---- RAW DATA

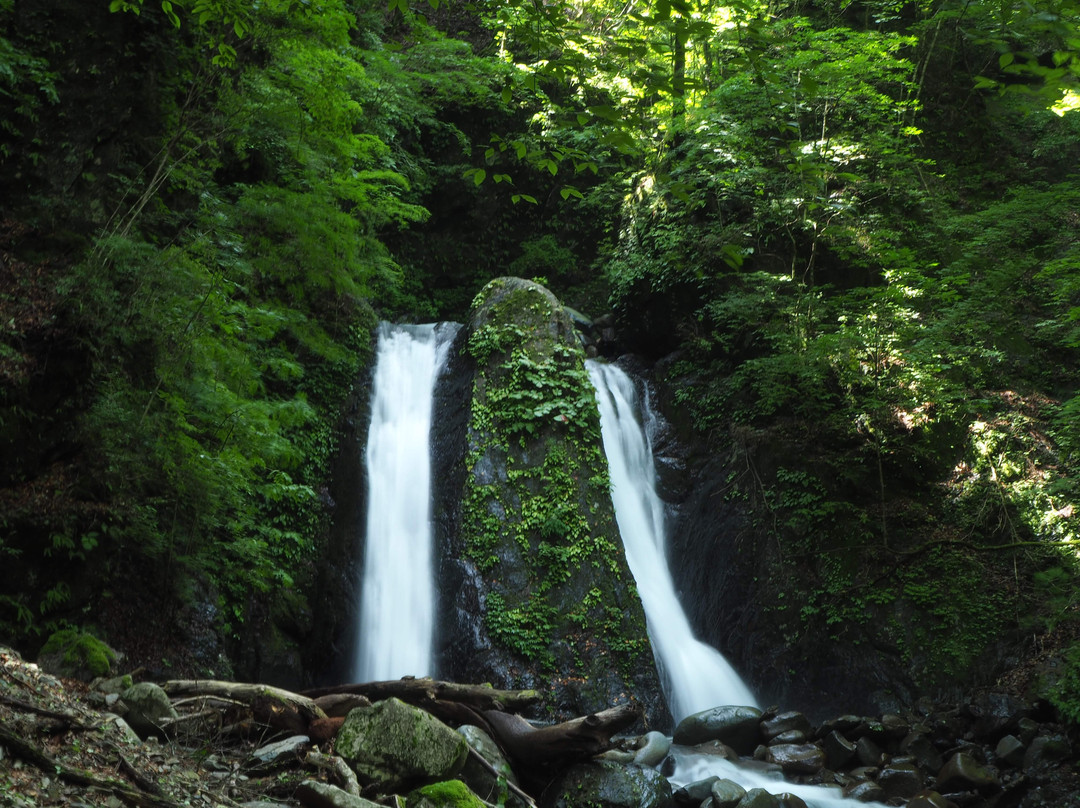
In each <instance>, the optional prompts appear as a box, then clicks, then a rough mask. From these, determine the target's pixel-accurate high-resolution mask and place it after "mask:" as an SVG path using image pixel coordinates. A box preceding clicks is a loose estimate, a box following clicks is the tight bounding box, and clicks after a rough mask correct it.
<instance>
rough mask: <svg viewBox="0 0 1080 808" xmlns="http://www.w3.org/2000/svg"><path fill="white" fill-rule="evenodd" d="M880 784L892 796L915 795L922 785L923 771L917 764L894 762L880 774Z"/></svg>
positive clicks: (904, 795)
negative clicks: (917, 765)
mask: <svg viewBox="0 0 1080 808" xmlns="http://www.w3.org/2000/svg"><path fill="white" fill-rule="evenodd" d="M878 785H880V786H881V787H882V789H885V793H886V794H888V795H889V796H890V797H903V798H904V799H907V798H908V797H914V796H915V795H916V794H917V793H918V792H919V789H921V787H922V772H921V771H919V769H918V767H916V766H915V764H910V763H900V762H896V760H894V762H892V763H890V764H888V765H887V766H886V767H885V768H883V769H881V773H880V775H878Z"/></svg>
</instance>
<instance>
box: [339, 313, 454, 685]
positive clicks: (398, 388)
mask: <svg viewBox="0 0 1080 808" xmlns="http://www.w3.org/2000/svg"><path fill="white" fill-rule="evenodd" d="M456 332H457V326H456V325H453V324H445V323H444V324H438V325H392V324H390V323H382V324H381V325H380V326H379V338H378V348H377V351H376V360H375V378H374V381H373V386H372V423H370V427H369V428H368V433H367V452H366V456H365V464H366V470H367V524H366V533H365V541H364V577H363V581H362V583H361V607H360V620H359V622H357V627H359V628H357V632H359V633H357V638H356V658H355V660H354V665H353V676H354V681H355V682H375V681H381V679H392V678H400V677H401V676H406V675H413V676H426V675H433V674H434V671H433V670H432V668H433V663H432V635H433V631H434V622H435V587H434V581H433V580H432V578H433V570H432V522H431V420H432V403H433V396H434V390H435V380H436V379H437V377H438V373H440V371H441V368H442V366H443V364H444V362H445V360H446V355H447V353H448V352H449V346H450V342H451V341H453V339H454V335H455V334H456Z"/></svg>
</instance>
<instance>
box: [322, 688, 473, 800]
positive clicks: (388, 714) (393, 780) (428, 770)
mask: <svg viewBox="0 0 1080 808" xmlns="http://www.w3.org/2000/svg"><path fill="white" fill-rule="evenodd" d="M335 751H336V752H337V754H338V755H339V756H341V757H342V758H343V759H345V760H346V762H347V763H348V764H349V765H350V766H352V768H353V769H355V771H356V776H357V777H360V778H361V779H362V780H364V781H365V782H367V783H374V784H375V785H377V786H379V787H380V789H383V790H387V791H391V790H396V789H399V787H401V786H403V785H417V784H426V783H432V782H437V781H441V780H448V779H450V778H453V777H455V776H456V775H457V773H458V772H459V771H461V768H462V766H464V763H465V757H467V756H468V754H469V744H468V743H467V742H465V739H464V738H462V737H461V736H460V735H459V733H457V732H455V731H454V730H453V729H450V728H449V727H448V726H446V725H445V724H443V723H442V722H441V721H438V719H437V718H435V717H434V716H432V715H431V714H429V713H426V712H424V711H422V710H418V709H417V708H415V706H411V705H409V704H406V703H405V702H403V701H400V700H399V699H387V700H384V701H380V702H377V703H375V704H372V705H370V706H361V708H356V709H355V710H352V711H350V713H349V715H348V716H346V719H345V723H343V724H342V725H341V730H340V731H339V732H338V737H337V743H336V745H335Z"/></svg>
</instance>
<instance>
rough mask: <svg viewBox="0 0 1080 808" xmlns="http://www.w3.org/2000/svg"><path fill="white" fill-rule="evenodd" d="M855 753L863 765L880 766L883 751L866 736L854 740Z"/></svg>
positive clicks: (855, 754)
mask: <svg viewBox="0 0 1080 808" xmlns="http://www.w3.org/2000/svg"><path fill="white" fill-rule="evenodd" d="M855 755H856V756H858V757H859V763H861V764H862V765H863V766H880V765H881V758H882V757H885V752H882V751H881V748H880V746H878V745H877V744H876V743H875V742H874V741H873V740H870V738H869V737H868V736H863V737H862V738H860V739H859V740H858V741H855Z"/></svg>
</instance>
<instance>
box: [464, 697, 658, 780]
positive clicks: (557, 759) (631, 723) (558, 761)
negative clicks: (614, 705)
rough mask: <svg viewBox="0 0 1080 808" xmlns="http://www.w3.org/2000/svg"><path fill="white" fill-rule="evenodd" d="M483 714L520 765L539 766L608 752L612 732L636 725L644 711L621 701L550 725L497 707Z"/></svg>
mask: <svg viewBox="0 0 1080 808" xmlns="http://www.w3.org/2000/svg"><path fill="white" fill-rule="evenodd" d="M484 717H485V718H487V722H488V725H489V726H490V727H491V729H492V730H494V731H495V739H496V740H497V741H498V742H499V745H500V746H502V749H503V750H505V752H507V754H508V755H510V756H511V758H513V760H514V762H515V763H516V764H517V765H518V766H521V767H522V768H525V769H538V768H549V767H552V766H564V765H569V764H571V763H576V762H578V760H585V759H588V758H590V757H593V756H595V755H598V754H599V753H602V752H606V751H607V750H609V749H611V746H612V745H613V744H612V743H611V736H613V735H615V733H616V732H619V731H621V730H623V729H626V728H627V727H630V726H631V725H633V724H634V722H636V721H637V719H638V718H640V717H642V711H640V708H639V706H637V705H636V704H621V705H619V706H613V708H609V709H608V710H604V711H602V712H599V713H593V714H592V715H585V716H582V717H580V718H573V719H572V721H568V722H564V723H563V724H553V725H552V726H550V727H535V726H532V725H531V724H529V723H528V722H527V721H525V719H524V718H522V717H521V716H519V715H508V714H505V713H498V712H495V711H486V712H485V713H484Z"/></svg>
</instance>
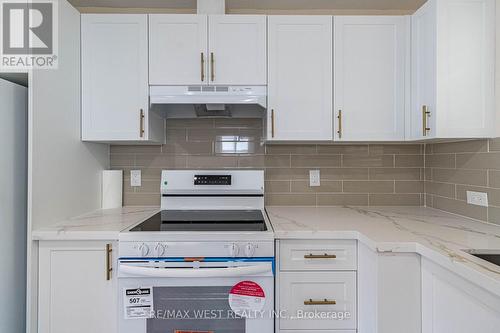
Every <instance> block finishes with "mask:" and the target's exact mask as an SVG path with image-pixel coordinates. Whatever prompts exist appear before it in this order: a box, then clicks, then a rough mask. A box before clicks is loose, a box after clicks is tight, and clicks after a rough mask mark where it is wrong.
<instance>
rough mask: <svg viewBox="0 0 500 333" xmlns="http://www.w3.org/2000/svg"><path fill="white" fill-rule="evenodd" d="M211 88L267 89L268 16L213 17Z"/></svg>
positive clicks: (211, 44)
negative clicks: (242, 86) (266, 46)
mask: <svg viewBox="0 0 500 333" xmlns="http://www.w3.org/2000/svg"><path fill="white" fill-rule="evenodd" d="M208 21H209V29H208V31H209V38H208V45H209V46H208V47H209V52H208V54H209V57H210V59H209V63H210V70H209V72H210V84H224V85H225V84H227V85H265V84H266V83H267V78H266V76H267V72H266V64H267V59H266V55H267V52H266V16H264V15H210V16H209V17H208Z"/></svg>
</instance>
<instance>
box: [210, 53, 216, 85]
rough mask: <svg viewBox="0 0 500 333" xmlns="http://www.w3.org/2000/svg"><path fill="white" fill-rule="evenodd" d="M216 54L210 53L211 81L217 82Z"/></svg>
mask: <svg viewBox="0 0 500 333" xmlns="http://www.w3.org/2000/svg"><path fill="white" fill-rule="evenodd" d="M214 62H215V60H214V53H213V52H210V81H212V82H213V81H214V80H215V66H214Z"/></svg>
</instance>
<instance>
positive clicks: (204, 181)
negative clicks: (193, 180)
mask: <svg viewBox="0 0 500 333" xmlns="http://www.w3.org/2000/svg"><path fill="white" fill-rule="evenodd" d="M194 184H195V185H231V175H195V176H194Z"/></svg>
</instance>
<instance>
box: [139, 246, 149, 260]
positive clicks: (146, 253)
mask: <svg viewBox="0 0 500 333" xmlns="http://www.w3.org/2000/svg"><path fill="white" fill-rule="evenodd" d="M139 252H140V253H141V257H145V256H147V255H148V253H149V246H148V245H147V244H146V243H142V244H141V245H139Z"/></svg>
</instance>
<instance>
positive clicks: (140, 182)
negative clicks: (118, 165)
mask: <svg viewBox="0 0 500 333" xmlns="http://www.w3.org/2000/svg"><path fill="white" fill-rule="evenodd" d="M130 186H132V187H138V186H142V184H141V170H130Z"/></svg>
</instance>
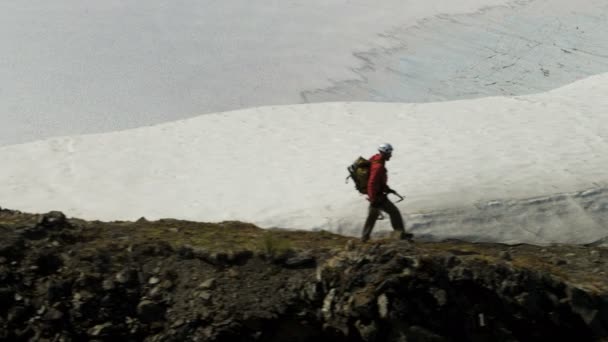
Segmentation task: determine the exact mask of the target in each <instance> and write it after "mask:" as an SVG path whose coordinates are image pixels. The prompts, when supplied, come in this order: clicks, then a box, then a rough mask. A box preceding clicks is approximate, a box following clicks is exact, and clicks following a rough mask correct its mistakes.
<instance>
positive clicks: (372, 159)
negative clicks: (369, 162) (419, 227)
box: [361, 143, 412, 242]
mask: <svg viewBox="0 0 608 342" xmlns="http://www.w3.org/2000/svg"><path fill="white" fill-rule="evenodd" d="M378 152H379V153H377V154H375V155H374V156H372V157H371V158H370V159H369V161H370V163H371V165H370V170H369V179H368V183H367V197H368V198H367V199H368V201H369V212H368V215H367V219H366V220H365V225H364V226H363V235H362V237H361V240H362V241H363V242H366V241H368V240H369V237H370V235H371V234H372V230H373V229H374V225H375V224H376V221H377V220H378V217H379V216H380V212H381V211H384V212H386V213H387V214H388V215H389V217H390V220H391V226H392V227H393V230H394V231H395V233H396V234H397V235H398V238H399V239H411V238H412V234H408V233H406V232H405V224H404V223H403V217H401V212H399V209H398V208H397V206H395V204H394V203H393V202H391V201H390V200H389V199H388V194H390V193H396V192H395V190H393V189H391V188H390V187H389V186H388V185H387V183H388V175H387V171H386V167H385V164H386V162H387V161H389V160H390V159H391V156H392V154H393V146H391V144H389V143H384V144H382V145H380V146H379V147H378Z"/></svg>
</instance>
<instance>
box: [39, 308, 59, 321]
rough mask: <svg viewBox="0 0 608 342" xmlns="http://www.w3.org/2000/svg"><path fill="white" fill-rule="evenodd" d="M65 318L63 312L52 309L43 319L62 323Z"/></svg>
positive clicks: (46, 312)
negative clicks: (63, 314) (64, 318)
mask: <svg viewBox="0 0 608 342" xmlns="http://www.w3.org/2000/svg"><path fill="white" fill-rule="evenodd" d="M62 318H63V312H61V311H59V310H57V309H55V308H50V309H49V310H48V311H47V312H46V314H44V316H43V317H42V319H43V320H45V321H60V320H61V319H62Z"/></svg>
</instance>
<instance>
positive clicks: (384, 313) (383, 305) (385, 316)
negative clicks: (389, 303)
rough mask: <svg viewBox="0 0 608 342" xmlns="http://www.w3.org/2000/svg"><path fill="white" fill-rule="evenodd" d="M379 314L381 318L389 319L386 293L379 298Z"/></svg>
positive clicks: (378, 297) (380, 317) (383, 293)
mask: <svg viewBox="0 0 608 342" xmlns="http://www.w3.org/2000/svg"><path fill="white" fill-rule="evenodd" d="M378 314H379V315H380V318H387V317H388V297H386V295H385V294H384V293H383V294H381V295H380V296H378Z"/></svg>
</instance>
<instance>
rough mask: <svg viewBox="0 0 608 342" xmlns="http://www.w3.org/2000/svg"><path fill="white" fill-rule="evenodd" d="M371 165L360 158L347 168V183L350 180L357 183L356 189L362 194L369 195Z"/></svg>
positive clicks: (361, 157) (360, 157)
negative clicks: (352, 179) (353, 181)
mask: <svg viewBox="0 0 608 342" xmlns="http://www.w3.org/2000/svg"><path fill="white" fill-rule="evenodd" d="M370 165H372V164H371V162H370V161H369V160H367V159H365V158H363V157H359V158H357V160H355V162H354V163H352V165H350V166H349V167H347V168H346V169H347V170H348V173H349V175H348V177H346V183H348V179H349V178H352V179H353V181H354V182H355V189H357V191H359V192H360V193H362V194H367V180H368V179H369V168H370Z"/></svg>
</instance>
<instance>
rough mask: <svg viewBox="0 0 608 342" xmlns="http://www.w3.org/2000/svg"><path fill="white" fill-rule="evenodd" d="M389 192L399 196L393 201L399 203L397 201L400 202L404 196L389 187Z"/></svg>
mask: <svg viewBox="0 0 608 342" xmlns="http://www.w3.org/2000/svg"><path fill="white" fill-rule="evenodd" d="M390 193H391V194H393V195H395V196H397V197H399V200H398V201H395V203H399V202H401V201H403V200H404V199H405V196H401V195H399V193H398V192H397V191H395V190H393V189H391V191H390Z"/></svg>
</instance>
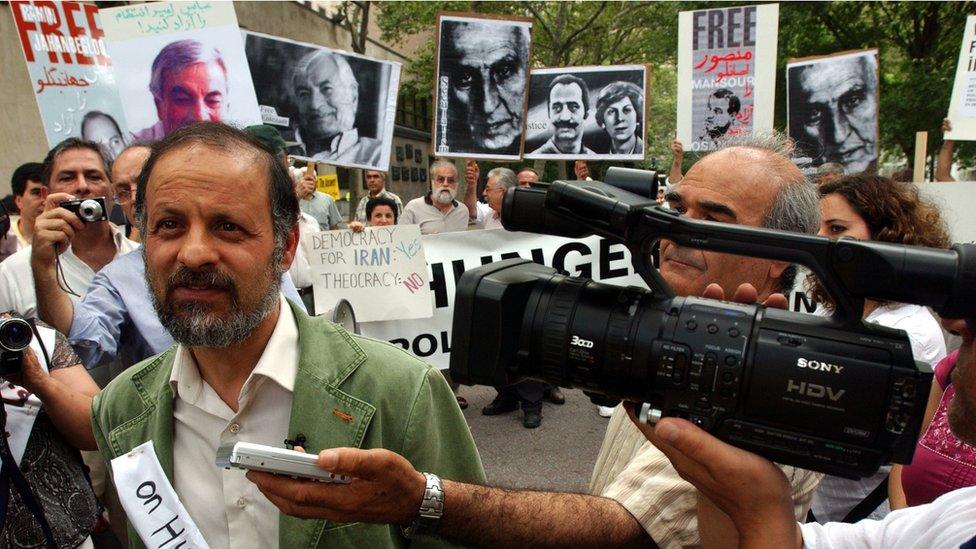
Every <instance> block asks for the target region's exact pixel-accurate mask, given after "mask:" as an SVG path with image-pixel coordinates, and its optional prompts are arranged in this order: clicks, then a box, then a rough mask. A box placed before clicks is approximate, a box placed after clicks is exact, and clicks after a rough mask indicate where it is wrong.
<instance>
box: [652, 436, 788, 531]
mask: <svg viewBox="0 0 976 549" xmlns="http://www.w3.org/2000/svg"><path fill="white" fill-rule="evenodd" d="M641 430H642V431H643V432H644V433H645V435H647V434H648V431H653V433H652V435H651V436H648V439H650V440H651V442H652V443H654V444H655V446H657V447H658V448H659V449H660V450H661V452H663V453H664V454H665V455H666V456H667V457H668V459H669V460H670V461H671V464H672V465H673V466H674V468H675V470H676V471H677V472H678V474H679V475H681V478H683V479H685V480H687V481H688V482H690V483H691V484H693V485H694V486H695V487H696V488H698V490H699V491H700V492H701V494H702V495H704V496H705V497H707V498H708V499H709V500H710V501H711V502H712V503H713V504H714V505H715V506H716V507H717V508H718V509H720V510H721V511H722V512H724V513H725V514H726V515H728V517H729V518H730V519H731V520H732V522H733V524H734V525H735V527H736V529H737V530H738V532H739V546H740V547H759V546H765V547H790V546H795V547H800V546H802V539H801V538H800V534H799V529H798V528H797V526H796V522H795V519H794V517H793V502H792V499H791V496H790V484H789V482H787V480H786V476H785V475H783V472H782V470H780V468H779V467H777V466H776V465H774V464H773V463H772V462H770V461H769V460H767V459H765V458H762V457H760V456H758V455H756V454H753V453H751V452H747V451H745V450H740V449H738V448H736V447H734V446H730V445H729V444H726V443H724V442H722V441H720V440H719V439H717V438H715V437H713V436H712V435H710V434H708V433H706V432H705V431H703V430H702V429H700V428H698V427H696V426H695V425H693V424H692V423H691V422H689V421H685V420H683V419H678V418H665V419H662V420H661V421H659V422H658V423H657V425H655V426H653V427H651V426H644V428H642V429H641Z"/></svg>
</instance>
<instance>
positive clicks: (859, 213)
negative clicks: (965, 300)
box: [810, 174, 949, 523]
mask: <svg viewBox="0 0 976 549" xmlns="http://www.w3.org/2000/svg"><path fill="white" fill-rule="evenodd" d="M818 190H819V192H820V213H821V215H820V233H819V234H820V235H821V236H827V237H830V238H840V237H842V236H849V237H853V238H857V239H860V240H877V241H882V242H893V243H898V244H913V245H917V246H928V247H933V248H947V247H948V246H949V234H948V232H947V230H946V227H945V223H944V222H943V221H942V217H941V215H940V214H939V210H938V208H936V207H935V206H934V205H933V204H930V203H928V202H926V201H924V200H922V199H921V198H920V197H919V195H918V190H917V189H916V188H915V186H914V185H913V184H911V183H898V182H894V181H891V180H890V179H888V178H885V177H880V176H877V175H869V174H857V175H850V176H846V177H842V178H840V179H837V180H834V181H830V182H827V183H824V184H823V185H821V186H820V187H819V189H818ZM863 274H864V275H866V276H870V275H871V273H863ZM810 282H811V285H812V287H813V290H812V292H811V293H812V294H813V297H814V298H815V299H816V300H817V301H818V302H819V303H820V304H822V305H824V306H825V307H826V308H827V310H831V311H832V310H833V303H832V301H831V299H830V296H829V295H827V294H826V292H825V291H824V290H823V287H822V286H821V285H820V283H819V281H816V279H814V278H812V275H811V279H810ZM863 318H864V321H865V322H870V323H873V324H880V325H882V326H887V327H889V328H896V329H899V330H904V331H905V332H906V333H907V334H908V338H909V341H910V342H911V346H912V354H914V355H915V359H916V360H920V361H923V362H927V363H929V364H930V365H933V366H935V365H936V364H937V363H938V364H939V366H938V367H937V368H939V367H942V364H943V363H940V362H939V361H940V360H942V359H943V357H945V354H946V348H945V340H944V338H943V335H942V329H941V328H940V327H939V323H938V322H937V321H936V320H935V317H933V316H932V313H930V312H929V311H928V309H926V308H925V307H921V306H918V305H910V304H906V303H895V302H885V301H876V300H871V299H866V300H864V317H863ZM943 362H944V361H943ZM937 375H938V374H937ZM941 393H942V389H941V388H940V387H939V385H938V384H933V386H932V395H931V397H930V398H934V399H936V402H938V400H939V399H940V398H941V396H942V394H941ZM916 455H917V454H916ZM896 467H897V466H896ZM888 474H889V468H888V467H883V468H882V469H881V470H880V471H879V472H878V473H876V474H875V475H873V476H871V477H868V478H865V479H862V480H847V479H842V478H839V477H831V476H827V477H825V478H824V480H823V482H822V483H821V485H820V488H819V489H818V491H817V493H816V494H815V495H814V498H813V506H812V513H813V515H814V517H815V518H816V519H817V521H818V522H821V523H824V522H831V521H834V522H836V521H843V522H856V521H857V520H860V519H862V518H865V517H867V516H870V517H871V518H882V517H883V516H884V515H886V514H887V511H888V506H887V505H884V503H885V497H886V496H887V495H888V490H887V483H886V482H885V479H886V477H887V476H888ZM891 476H892V479H893V480H894V479H896V478H897V477H898V471H897V470H896V471H894V472H892V475H891ZM892 503H893V504H894V503H895V501H894V498H893V499H892Z"/></svg>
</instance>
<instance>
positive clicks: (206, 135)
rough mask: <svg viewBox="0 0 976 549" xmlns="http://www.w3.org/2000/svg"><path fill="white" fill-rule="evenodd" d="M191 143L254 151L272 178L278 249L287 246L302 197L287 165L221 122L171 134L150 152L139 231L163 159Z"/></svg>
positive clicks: (293, 226)
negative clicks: (299, 195)
mask: <svg viewBox="0 0 976 549" xmlns="http://www.w3.org/2000/svg"><path fill="white" fill-rule="evenodd" d="M189 145H203V146H205V147H208V148H210V149H216V150H219V151H227V150H232V149H235V148H236V149H238V150H240V151H243V152H245V153H250V154H251V155H253V156H254V157H256V158H257V159H258V160H259V161H260V162H263V163H264V168H265V170H267V171H266V172H265V175H266V176H267V178H268V196H269V202H270V208H271V220H272V223H273V225H274V238H275V246H276V248H280V247H282V246H284V243H285V240H287V238H288V233H289V232H290V231H291V229H292V227H294V226H295V224H296V223H297V222H298V216H299V209H298V196H297V195H296V194H295V187H294V183H293V182H292V179H291V176H289V175H288V171H287V170H286V169H285V166H284V165H283V164H282V163H281V162H280V161H279V160H278V158H277V157H276V156H275V154H274V152H273V151H271V149H269V148H268V147H266V146H265V145H264V144H262V143H261V142H260V141H258V140H257V139H255V138H254V136H252V135H251V134H249V133H247V132H245V131H243V130H238V129H236V128H233V127H231V126H228V125H226V124H221V123H219V122H197V123H195V124H190V125H189V126H186V127H184V128H180V129H179V130H176V131H175V132H173V133H171V134H169V135H167V136H166V137H164V138H163V139H161V140H160V141H157V142H155V143H154V144H153V145H152V148H151V149H150V152H149V158H148V159H147V160H146V163H145V165H144V166H143V168H142V173H141V174H139V183H138V185H137V187H136V218H137V219H138V220H139V230H140V232H141V233H142V234H147V233H146V216H145V213H146V187H147V186H148V184H149V178H150V176H152V171H153V169H154V168H155V167H156V163H157V162H159V159H160V158H162V157H163V156H165V155H166V154H167V153H169V152H172V151H175V150H178V149H181V148H183V147H186V146H189Z"/></svg>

--------

- **TASK STATEMENT**
Pull out every line of the material above that contains the string "negative". Case counts.

- **ANSWER FOR THIS EXERCISE**
negative clicks: (917, 765)
negative clicks: (614, 705)
negative clicks: (242, 86) (266, 46)
negative clicks: (193, 180)
negative clicks: (118, 165)
negative clicks: (369, 162) (419, 227)
negative clicks: (63, 314) (64, 318)
negative clicks: (389, 303)
negative clicks: (352, 179) (353, 181)
negative clicks: (965, 300)
negative clicks: (299, 195)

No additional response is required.